(Input)
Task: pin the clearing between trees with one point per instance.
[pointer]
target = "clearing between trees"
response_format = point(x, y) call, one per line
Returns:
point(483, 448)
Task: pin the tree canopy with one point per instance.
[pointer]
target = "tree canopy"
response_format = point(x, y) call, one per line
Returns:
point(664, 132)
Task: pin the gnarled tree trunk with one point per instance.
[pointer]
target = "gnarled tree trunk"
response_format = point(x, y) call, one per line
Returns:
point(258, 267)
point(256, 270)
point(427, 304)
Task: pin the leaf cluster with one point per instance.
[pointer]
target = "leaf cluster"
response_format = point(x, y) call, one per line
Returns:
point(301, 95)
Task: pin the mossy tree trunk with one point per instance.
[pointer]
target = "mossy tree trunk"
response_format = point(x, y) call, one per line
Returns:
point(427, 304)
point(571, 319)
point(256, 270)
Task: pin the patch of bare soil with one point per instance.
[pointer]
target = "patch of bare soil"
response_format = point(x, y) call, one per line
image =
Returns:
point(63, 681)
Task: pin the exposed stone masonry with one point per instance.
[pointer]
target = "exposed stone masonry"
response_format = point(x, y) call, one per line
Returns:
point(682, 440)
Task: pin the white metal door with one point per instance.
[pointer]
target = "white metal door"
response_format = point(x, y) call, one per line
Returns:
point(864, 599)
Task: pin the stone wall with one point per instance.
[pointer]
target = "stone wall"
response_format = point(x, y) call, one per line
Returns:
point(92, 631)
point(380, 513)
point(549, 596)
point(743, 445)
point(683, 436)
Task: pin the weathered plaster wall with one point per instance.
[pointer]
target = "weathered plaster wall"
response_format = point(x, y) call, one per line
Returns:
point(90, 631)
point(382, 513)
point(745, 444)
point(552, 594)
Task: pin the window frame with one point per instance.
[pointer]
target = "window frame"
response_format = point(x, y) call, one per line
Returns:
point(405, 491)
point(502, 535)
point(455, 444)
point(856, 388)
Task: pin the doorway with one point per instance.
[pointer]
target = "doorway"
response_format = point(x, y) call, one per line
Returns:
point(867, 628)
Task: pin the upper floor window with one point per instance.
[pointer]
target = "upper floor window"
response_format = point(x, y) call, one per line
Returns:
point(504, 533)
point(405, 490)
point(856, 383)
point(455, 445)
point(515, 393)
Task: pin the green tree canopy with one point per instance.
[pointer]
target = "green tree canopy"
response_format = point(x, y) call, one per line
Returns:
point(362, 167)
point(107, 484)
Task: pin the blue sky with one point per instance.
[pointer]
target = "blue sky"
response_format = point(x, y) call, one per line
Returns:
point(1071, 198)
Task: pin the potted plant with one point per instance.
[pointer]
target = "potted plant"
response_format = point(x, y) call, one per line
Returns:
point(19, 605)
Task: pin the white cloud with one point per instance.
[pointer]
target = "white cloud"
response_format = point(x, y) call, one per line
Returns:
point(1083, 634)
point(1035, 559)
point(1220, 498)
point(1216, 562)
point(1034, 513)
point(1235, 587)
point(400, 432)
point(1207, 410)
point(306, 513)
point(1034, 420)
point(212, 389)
(End Input)
* Aim of the exercise
Copy out every record again, letter for letter.

* Task response
Task: pin the clearing between trees with one point per instance.
[pointer]
target = "clearing between trees"
response_format = point(x, y) call, one per line
Returns:
point(483, 448)
Task: pin the tree canopy with one point per instance.
[pointer]
target = "tree canopy"
response_format = point(x, y) call, one per line
Returns:
point(664, 132)
Task: pin the gnarled tree trunk with one point per instance.
[pointer]
target = "gnarled tree trunk"
response_format = point(x, y) call, one per line
Returns:
point(258, 267)
point(256, 270)
point(427, 304)
Task: pin the leaf cluster with one point per instance.
[pointer]
target = "leaf cluster"
response_format = point(x, y) call, one per line
Returns:
point(301, 95)
Task: pin the mossy tree trunk with one point per instance.
[pointer]
target = "mossy tree trunk"
response_format = point(x, y) call, one per line
Returns:
point(427, 304)
point(571, 319)
point(256, 270)
Task: pin the patch of bare soil with one point per instance.
[pointer]
target = "patch of bare soil"
response_format = point(x, y) call, one per line
image =
Returns:
point(63, 681)
Task: pin the exposed stone masonry with one point per instance.
[pointer]
target = "exposed stone masonry"
response_format = point(x, y) call, one per line
Returns:
point(682, 440)
Task: pin the white metal door with one point per instance.
[pointer]
target = "white metal door"
response_format = point(x, y) call, one per line
Returns:
point(864, 599)
Task: pin the stone wall with one point per instance.
[pointer]
target = "stone wall"
response_format = point(x, y) call, one per line
Returns:
point(92, 631)
point(380, 513)
point(549, 596)
point(743, 445)
point(683, 436)
Task: pin the weathered plaster wall with one point per instance.
[pointer]
target = "weathered plaster wall"
response_format = point(x, y) call, one per line
Returns:
point(90, 631)
point(382, 513)
point(745, 444)
point(552, 594)
Task: pin the window frame with one point per instance.
[pointer]
target = "window frame"
response_format = point(x, y) call, one per line
Returns:
point(405, 491)
point(502, 535)
point(455, 444)
point(856, 388)
Task: pin the doorway with one point per instance.
[pointer]
target = "doorway"
response_format = point(x, y) call, one per line
Returns:
point(867, 628)
Task: pin the upper floor window with one point per instance.
[pointer]
target = "upper floor window"
response_format = point(x, y) call, one per line
Returns:
point(504, 533)
point(405, 490)
point(856, 383)
point(455, 445)
point(515, 393)
Task: pin the green tree canopy with one point per instance.
[pointer]
target = "green tree canopy"
response_format = point(x, y) call, one per line
Returns:
point(362, 167)
point(107, 484)
Task: pin the blue sky with one point per instance.
[pointer]
target = "blue sky"
response_format = point(x, y) call, one per line
Returns:
point(1071, 198)
Task: pin the potted plant with one point per instance.
[pointer]
target = "potted plant"
response_format = point(x, y) call, one per line
Returns:
point(19, 605)
Task: pin the white cloud with one point per instance.
[pointer]
target = "white cloud"
response_format = point(x, y) call, one per line
Returns:
point(1083, 634)
point(1035, 559)
point(1220, 498)
point(1216, 562)
point(1034, 513)
point(1235, 587)
point(400, 432)
point(1207, 410)
point(306, 513)
point(1034, 420)
point(212, 389)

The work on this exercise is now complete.